- YOUR OBJECTIVE
Rewrite a stretch of the material below as a JSON list of strings, one string per line, with blank lines left out. Begin at the line that contains "Where can the outdoor" and stop after the line that contains "point(140, 248)".

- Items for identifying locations
++++
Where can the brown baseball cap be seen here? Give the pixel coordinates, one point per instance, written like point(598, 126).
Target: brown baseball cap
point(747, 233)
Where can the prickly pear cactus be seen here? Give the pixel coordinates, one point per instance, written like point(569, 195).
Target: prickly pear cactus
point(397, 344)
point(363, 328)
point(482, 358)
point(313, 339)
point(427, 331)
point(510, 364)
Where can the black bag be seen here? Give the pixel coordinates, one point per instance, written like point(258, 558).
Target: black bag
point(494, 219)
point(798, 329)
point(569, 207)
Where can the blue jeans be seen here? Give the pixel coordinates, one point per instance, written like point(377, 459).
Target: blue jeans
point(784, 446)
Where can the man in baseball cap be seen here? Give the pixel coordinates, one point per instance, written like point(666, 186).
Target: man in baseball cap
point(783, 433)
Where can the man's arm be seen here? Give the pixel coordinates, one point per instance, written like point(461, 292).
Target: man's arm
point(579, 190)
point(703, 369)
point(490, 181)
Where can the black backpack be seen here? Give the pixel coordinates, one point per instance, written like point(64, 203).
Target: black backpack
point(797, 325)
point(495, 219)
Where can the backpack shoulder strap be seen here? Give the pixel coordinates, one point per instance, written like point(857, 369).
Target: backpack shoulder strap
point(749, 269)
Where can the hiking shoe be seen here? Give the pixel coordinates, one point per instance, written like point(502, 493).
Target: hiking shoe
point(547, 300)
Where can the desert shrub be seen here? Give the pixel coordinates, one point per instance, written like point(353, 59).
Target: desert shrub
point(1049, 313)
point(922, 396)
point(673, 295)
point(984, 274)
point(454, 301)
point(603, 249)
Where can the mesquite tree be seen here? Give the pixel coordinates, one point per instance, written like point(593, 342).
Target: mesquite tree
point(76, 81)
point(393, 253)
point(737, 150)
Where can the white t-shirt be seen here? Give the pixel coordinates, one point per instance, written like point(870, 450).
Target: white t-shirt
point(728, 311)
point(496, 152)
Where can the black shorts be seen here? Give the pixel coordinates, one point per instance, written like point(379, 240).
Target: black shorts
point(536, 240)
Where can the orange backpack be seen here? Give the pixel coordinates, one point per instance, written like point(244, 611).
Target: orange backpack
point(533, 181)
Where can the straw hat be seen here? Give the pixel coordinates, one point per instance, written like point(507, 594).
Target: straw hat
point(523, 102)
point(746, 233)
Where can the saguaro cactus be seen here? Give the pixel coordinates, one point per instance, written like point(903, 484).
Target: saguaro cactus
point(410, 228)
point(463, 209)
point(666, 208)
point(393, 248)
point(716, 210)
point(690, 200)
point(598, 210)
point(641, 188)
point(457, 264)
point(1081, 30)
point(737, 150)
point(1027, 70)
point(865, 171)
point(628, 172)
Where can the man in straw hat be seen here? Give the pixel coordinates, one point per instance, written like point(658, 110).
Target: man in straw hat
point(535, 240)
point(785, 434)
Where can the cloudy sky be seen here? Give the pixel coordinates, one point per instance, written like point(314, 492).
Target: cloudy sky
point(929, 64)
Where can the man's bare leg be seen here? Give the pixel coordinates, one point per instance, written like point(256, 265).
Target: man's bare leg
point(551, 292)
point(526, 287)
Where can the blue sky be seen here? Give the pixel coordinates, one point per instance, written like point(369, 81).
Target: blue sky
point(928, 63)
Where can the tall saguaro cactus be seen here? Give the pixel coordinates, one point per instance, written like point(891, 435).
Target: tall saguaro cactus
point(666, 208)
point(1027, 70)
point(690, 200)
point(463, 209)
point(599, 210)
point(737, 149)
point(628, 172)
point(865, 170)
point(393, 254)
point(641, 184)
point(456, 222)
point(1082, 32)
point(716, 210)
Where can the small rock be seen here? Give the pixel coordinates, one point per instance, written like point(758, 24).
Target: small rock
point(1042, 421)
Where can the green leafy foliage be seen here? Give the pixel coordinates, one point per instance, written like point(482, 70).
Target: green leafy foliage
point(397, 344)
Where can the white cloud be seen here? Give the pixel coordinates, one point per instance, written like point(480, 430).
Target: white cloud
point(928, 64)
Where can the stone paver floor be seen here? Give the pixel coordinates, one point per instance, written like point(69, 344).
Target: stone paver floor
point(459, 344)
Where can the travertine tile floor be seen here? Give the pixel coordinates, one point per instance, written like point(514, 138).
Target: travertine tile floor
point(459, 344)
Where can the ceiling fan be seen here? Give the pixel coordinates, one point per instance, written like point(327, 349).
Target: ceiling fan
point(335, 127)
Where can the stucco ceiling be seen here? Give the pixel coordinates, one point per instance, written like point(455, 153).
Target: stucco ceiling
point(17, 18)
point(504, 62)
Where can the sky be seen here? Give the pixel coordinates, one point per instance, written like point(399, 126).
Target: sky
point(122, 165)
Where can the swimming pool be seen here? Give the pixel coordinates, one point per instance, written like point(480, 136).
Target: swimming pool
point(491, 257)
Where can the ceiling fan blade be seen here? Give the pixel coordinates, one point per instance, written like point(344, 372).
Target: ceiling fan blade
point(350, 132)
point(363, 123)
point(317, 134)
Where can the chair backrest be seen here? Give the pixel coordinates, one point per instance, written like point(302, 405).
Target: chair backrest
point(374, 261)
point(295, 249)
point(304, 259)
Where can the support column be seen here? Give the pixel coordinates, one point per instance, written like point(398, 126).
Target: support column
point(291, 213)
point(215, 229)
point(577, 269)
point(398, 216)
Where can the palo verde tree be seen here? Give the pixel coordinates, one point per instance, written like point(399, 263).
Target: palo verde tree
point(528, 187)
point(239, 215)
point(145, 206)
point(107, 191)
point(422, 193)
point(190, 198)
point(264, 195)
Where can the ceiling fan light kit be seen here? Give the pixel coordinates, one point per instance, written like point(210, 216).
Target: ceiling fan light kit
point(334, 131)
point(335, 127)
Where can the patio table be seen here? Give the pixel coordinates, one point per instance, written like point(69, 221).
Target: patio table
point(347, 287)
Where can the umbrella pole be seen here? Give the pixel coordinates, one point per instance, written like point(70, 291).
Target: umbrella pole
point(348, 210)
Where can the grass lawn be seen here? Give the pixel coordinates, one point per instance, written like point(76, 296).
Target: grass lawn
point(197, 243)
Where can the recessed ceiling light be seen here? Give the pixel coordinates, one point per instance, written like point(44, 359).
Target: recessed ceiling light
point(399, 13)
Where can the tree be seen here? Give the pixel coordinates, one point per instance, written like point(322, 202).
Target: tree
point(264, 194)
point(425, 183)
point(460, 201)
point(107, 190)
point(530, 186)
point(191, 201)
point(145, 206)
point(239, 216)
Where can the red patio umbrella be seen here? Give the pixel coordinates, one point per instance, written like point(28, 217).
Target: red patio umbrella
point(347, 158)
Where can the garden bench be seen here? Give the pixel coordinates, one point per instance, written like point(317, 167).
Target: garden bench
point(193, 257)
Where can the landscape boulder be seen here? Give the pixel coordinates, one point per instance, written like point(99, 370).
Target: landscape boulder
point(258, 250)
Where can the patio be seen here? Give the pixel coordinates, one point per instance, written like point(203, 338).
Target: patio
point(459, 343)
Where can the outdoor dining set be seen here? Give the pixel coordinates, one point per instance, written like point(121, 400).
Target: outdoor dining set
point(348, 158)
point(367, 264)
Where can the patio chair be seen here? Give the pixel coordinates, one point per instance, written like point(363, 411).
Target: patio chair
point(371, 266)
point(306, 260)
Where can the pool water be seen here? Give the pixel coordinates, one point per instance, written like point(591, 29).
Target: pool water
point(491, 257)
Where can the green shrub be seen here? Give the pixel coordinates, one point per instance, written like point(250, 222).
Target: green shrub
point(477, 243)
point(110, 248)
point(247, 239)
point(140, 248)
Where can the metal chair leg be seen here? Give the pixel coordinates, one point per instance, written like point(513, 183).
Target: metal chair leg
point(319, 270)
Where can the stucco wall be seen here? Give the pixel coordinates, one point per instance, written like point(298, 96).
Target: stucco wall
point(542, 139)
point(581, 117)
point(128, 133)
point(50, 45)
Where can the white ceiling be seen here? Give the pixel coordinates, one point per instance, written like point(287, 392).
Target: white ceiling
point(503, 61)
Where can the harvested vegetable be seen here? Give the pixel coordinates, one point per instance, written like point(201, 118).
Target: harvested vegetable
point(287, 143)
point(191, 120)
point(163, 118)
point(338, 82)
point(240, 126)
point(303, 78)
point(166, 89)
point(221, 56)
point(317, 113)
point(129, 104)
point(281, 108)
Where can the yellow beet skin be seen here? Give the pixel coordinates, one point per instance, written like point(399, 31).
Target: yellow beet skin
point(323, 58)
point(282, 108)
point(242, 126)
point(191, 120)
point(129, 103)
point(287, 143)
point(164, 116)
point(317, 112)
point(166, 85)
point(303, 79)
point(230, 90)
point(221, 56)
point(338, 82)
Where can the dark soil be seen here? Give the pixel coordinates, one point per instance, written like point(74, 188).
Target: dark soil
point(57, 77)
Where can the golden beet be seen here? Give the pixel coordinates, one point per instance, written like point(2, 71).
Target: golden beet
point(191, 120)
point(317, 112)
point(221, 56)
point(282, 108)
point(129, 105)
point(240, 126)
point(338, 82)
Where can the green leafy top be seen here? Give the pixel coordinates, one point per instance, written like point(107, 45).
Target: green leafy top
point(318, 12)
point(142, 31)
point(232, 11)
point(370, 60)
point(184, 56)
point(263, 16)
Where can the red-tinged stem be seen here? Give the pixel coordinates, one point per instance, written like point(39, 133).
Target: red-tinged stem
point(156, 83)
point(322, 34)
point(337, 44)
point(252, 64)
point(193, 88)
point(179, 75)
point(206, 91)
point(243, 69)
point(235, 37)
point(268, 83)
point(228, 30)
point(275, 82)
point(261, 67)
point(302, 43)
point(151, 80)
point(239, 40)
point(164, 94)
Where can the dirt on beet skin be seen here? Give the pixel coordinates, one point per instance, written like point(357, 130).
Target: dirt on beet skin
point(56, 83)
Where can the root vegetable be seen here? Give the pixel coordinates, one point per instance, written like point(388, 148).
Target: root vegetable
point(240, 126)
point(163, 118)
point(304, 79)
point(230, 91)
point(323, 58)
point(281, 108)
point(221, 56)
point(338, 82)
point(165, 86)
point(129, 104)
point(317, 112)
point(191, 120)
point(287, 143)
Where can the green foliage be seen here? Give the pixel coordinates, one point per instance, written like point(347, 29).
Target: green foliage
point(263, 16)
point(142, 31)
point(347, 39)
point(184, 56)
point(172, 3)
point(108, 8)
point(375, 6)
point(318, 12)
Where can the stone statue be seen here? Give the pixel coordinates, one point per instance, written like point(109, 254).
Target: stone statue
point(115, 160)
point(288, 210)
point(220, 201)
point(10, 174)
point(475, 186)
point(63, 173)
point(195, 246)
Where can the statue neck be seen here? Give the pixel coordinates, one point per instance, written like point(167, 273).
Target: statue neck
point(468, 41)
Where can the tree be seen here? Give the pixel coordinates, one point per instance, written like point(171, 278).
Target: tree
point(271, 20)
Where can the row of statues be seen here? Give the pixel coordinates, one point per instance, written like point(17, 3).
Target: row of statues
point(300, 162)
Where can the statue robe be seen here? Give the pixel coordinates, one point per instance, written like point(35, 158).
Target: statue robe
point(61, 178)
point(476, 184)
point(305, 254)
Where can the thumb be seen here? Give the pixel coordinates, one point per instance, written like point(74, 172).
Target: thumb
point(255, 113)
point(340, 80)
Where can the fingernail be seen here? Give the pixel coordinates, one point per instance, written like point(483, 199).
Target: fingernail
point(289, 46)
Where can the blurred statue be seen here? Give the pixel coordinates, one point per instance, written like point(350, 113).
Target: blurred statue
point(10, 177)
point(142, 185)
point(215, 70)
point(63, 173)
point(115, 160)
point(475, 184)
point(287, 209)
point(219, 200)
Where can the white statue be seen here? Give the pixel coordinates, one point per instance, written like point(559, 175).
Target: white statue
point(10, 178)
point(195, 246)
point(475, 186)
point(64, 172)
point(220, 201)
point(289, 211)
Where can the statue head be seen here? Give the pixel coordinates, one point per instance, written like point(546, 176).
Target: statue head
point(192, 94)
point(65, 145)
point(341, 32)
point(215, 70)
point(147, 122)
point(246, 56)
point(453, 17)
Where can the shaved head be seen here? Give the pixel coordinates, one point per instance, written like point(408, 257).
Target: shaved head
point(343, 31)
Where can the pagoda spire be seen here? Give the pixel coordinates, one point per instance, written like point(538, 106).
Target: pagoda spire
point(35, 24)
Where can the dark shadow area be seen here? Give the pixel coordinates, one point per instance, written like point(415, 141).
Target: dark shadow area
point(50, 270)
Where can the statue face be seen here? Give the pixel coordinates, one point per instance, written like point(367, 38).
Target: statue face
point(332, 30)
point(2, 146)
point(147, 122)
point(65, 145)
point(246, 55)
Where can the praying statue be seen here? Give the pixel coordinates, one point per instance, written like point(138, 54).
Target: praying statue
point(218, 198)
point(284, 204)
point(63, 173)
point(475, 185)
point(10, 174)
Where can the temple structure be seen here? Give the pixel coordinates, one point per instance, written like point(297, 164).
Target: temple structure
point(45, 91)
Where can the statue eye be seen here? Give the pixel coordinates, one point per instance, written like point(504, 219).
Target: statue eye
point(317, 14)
++++
- RESULT OF THE EXERCISE
[
  "Where can the outdoor dining set be seen here? Give the pixel coordinates, one point per instance, written like point(121, 400).",
  "Target: outdoor dining set",
  "point(348, 158)",
  "point(367, 264)",
  "Where can the patio chair be seen here? Give the pixel coordinates, one point per instance, written like point(363, 411).",
  "Target: patio chair",
  "point(371, 266)",
  "point(306, 260)",
  "Where can the pool water be seen here? Give the pixel coordinates, one point per instance, written like point(591, 29).",
  "Target: pool water",
  "point(491, 257)",
  "Where can the green shrub be seen here? Give the pixel coordinates, one point per instance, written like point(250, 222).",
  "Target: green shrub",
  "point(477, 243)",
  "point(110, 248)",
  "point(247, 239)",
  "point(140, 248)"
]